#### [Input data]
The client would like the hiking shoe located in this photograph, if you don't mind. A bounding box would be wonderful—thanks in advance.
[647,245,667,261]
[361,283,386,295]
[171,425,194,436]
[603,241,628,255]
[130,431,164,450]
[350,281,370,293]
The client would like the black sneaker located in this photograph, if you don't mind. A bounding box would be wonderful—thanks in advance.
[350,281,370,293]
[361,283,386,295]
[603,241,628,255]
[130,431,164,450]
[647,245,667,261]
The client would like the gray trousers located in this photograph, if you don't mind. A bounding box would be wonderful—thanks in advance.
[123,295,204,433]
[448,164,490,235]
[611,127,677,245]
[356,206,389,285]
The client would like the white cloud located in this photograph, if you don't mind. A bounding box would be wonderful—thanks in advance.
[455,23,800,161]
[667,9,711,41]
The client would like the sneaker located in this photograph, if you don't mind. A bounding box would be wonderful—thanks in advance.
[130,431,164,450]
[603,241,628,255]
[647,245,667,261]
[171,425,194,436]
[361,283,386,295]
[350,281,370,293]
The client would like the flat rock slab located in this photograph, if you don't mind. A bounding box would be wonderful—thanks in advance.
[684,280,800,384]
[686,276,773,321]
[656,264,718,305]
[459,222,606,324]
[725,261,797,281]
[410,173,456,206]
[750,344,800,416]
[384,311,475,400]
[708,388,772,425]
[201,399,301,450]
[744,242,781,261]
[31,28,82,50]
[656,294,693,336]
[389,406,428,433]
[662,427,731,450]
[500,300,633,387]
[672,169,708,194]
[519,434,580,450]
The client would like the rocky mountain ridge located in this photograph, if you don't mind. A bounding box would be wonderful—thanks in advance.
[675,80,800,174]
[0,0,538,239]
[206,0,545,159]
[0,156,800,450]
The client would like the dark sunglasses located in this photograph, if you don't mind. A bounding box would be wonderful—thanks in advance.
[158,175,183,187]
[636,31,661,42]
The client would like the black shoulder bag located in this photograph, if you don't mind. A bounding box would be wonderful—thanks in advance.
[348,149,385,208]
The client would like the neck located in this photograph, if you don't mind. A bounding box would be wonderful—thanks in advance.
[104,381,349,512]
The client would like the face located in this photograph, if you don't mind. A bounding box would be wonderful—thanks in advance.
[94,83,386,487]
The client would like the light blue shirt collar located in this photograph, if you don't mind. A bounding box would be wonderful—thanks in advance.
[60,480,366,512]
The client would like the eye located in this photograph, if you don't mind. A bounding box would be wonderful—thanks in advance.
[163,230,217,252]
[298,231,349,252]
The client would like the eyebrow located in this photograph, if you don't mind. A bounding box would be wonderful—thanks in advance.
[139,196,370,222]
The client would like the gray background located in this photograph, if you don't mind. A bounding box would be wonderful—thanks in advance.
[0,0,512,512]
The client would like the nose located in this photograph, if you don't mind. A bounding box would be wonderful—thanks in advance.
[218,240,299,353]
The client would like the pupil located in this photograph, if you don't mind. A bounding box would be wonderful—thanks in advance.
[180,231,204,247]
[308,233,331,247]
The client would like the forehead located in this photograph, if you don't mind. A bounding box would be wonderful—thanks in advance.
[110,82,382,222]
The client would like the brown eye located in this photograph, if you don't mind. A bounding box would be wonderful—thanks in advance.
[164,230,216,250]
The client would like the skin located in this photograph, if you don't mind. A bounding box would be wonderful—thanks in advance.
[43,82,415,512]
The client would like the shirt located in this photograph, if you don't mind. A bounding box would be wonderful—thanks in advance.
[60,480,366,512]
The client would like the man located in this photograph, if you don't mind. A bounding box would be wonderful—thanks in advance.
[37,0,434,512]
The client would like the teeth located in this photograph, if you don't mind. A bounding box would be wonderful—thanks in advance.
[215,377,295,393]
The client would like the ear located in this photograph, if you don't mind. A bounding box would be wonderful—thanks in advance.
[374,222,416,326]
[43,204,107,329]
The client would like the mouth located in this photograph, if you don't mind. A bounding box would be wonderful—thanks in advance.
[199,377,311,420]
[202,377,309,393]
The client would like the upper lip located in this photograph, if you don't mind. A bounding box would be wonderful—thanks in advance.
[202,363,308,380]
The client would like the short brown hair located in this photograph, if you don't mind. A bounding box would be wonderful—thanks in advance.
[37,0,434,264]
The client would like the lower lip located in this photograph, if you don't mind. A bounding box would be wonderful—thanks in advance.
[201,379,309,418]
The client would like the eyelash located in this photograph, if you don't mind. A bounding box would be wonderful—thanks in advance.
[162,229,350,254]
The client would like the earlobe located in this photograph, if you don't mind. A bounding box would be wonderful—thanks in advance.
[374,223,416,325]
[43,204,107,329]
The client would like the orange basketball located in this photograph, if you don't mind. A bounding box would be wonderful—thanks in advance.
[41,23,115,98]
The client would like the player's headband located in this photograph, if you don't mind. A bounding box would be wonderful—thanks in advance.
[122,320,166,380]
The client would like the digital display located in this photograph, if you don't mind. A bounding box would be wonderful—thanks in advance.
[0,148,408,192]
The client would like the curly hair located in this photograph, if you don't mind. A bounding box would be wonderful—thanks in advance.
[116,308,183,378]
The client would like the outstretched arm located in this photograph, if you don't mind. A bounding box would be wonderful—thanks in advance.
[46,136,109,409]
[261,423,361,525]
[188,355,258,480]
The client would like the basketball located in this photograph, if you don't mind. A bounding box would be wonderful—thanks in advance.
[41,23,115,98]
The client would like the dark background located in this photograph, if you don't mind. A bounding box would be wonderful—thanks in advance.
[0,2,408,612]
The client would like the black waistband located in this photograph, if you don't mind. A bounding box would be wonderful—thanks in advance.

#### [Task to complete]
Please copy all of the entries above word for word, with no changes.

#### [Solution below]
The client would like the hiking shoe located in this photograph, if you don't mind. A bounding box would be wonderful—thanks in advance.
[647,245,667,261]
[361,283,386,295]
[171,425,194,436]
[603,241,628,255]
[130,431,164,450]
[350,281,370,293]
The client would like the black sneaker located in this photograph, if you don't mind. A bounding box would be wonderful—thanks in advance.
[350,281,370,293]
[361,283,386,295]
[603,241,628,255]
[130,431,164,450]
[647,245,667,261]
The client would like the gray trousers located in this photograph, if you don't mind. A bounding box would be wonderful—thanks in advance.
[123,295,204,433]
[448,164,490,235]
[611,127,677,245]
[356,206,389,285]
The client would like the white cloud located in this photograph, if you don't mind. A bounding box would be wonderful—thanks in advance.
[455,23,800,161]
[667,9,711,41]
The client would like the sneaker located in this photograph, if you don't mind. A bounding box would be wonderful—thanks in advance.
[130,431,164,450]
[603,241,628,255]
[647,245,667,261]
[171,425,194,436]
[361,283,386,295]
[350,281,370,293]
The client would like the flat rock slab located in this photograph, if you don't mind. A bounding box would be wonderful—thanks in advance.
[684,280,800,384]
[686,276,773,321]
[656,264,718,305]
[459,222,606,324]
[725,261,797,281]
[410,173,456,206]
[750,344,800,416]
[384,311,475,400]
[708,388,772,425]
[201,399,301,450]
[744,242,781,261]
[31,28,82,50]
[656,294,693,336]
[389,406,428,433]
[662,427,731,450]
[500,300,633,387]
[672,169,708,194]
[519,434,580,450]
The client would like the rocky mountain ridge located in this photograph, if you don't mind. A bounding box would be wonderful—thanks in advance.
[675,80,800,174]
[0,0,538,239]
[206,0,545,159]
[0,156,800,450]
The client would like the dark sunglasses located in this photograph, if you don't mind. A bounding box would be wonderful—thanks in advance.
[158,175,183,187]
[636,31,661,42]
The client would like the black shoulder bag located in this photograph, if you don't mind. A bounding box would be wonderful—thanks in advance.
[348,149,385,208]
The client would like the neck located in this photograph, if you don't mind. A bounding box would be wonderful—thanks in advance.
[104,381,349,512]
The client would like the face located in this photograph, if you don't mind. A bounding box would be wonderful—thanks in advance.
[94,83,386,487]
The client would like the light blue shirt collar located in this photograph, if you don't mind. A bounding box would be wonderful—thanks in advance.
[60,480,366,512]
The client would like the eye located in this photograph, if you don't mind. A bounding box would be wonderful—thanks in advance.
[163,230,217,252]
[298,231,349,252]
The client would like the eyebrow located in this photograph, if you don't mind. A bounding box would be wonderful—thanks in advance.
[139,196,370,222]
The client would like the gray background located in this photograph, if you don't mind. A bounding box would be wonderful—thanks in advance.
[0,0,512,512]
The client would like the nose located in this photograph, if you don't mind. A bounding box would be wonderful—thanks in advance.
[218,240,299,353]
The client would like the pupil located in this photograph, if you don't mind. A bounding box would be wonderful—thanks in advance.
[180,231,204,247]
[308,233,331,247]
The client would like the forehead located in this photograph, if you don't mind. A bounding box would be wonderful—thanks in advance.
[110,82,382,222]
The client would like the brown eye located in this photograph, if you don't mind. A bounding box would be wonderful—thanks in advance.
[164,230,216,250]
The client would like the skin located in this photograph, if you don't mind. A bounding box would be wonderful—thanks in advance.
[43,82,415,512]
The client would like the shirt located in this photograph, if you don't mind. A bounding box would be wonderful—thanks in advance.
[60,480,366,512]
The client would like the man located in this photograph, if you don't mind. A bounding box would be wonderful—thanks in advance.
[37,0,434,512]
The client would like the teeth located in this photograph, if you don't mind. A bounding box would be wonderful—thanks in advance.
[215,377,295,393]
The client would like the ear located in this photograph, if you don't mind. A bounding box would be wonderful—thanks in advance.
[374,222,416,326]
[43,204,107,329]
The client would like the mouth located in this photograph, if you don't mind. A bounding box would be wonderful—thanks in advance.
[199,377,311,420]
[202,377,309,393]
The client would like the upper lip located in this photograph, if you don't mind. A bounding box would be wonderful—thanks in advance.
[202,363,308,380]
The client would like the short brown hair located in this photograph, if you don't mind. A bounding box would be wonderful—thanks in advance.
[37,0,434,264]
The client would like the lower lip located in this photograph, if you don't mind. A bounding box would be wonderful—thanks in advance.
[201,379,309,418]
The client would like the eyelash located in this photograph, if you don't mind. A bounding box would be wonderful—thanks in advance.
[162,229,350,254]
The client would like the earlobe located in this photograph, if you don't mind. A bounding box would be wonderful—thanks in advance.
[374,223,416,325]
[43,204,107,329]
The client would like the orange basketball located in this photograph, if you don't mind. A bounding box would be wonderful—thanks in advance.
[41,23,115,98]
The client would like the player's headband located in this photograph, if you don't mind. A bounding box would be wonderful—thanks in advance.
[122,320,166,380]
The client would like the digital display located in this photograph, if you don't mind. A bounding box would be wonderful—thanks in advance.
[0,148,408,192]
The client would like the curly hair located in this photograph, if you don't mind. A bounding box would be wonderful—thanks in advance.
[116,308,183,378]
The client would like the outstretched arm located in this photograph, if you don't mind. A bounding box would be wonderful—thanks in advance.
[46,136,109,409]
[261,423,361,525]
[188,355,258,480]
The client would like the basketball located in this photograph, if you don't mind. A bounding box would be wonderful—thanks in advance.
[41,23,115,98]
The client would like the dark background located in this photograph, if you don't mind. A bounding box would be wonderful—thanks in advance.
[0,2,408,612]
The client would like the black waistband located in this photograph, if you don't mind. A bounding box would be wonderful—thanks in advance.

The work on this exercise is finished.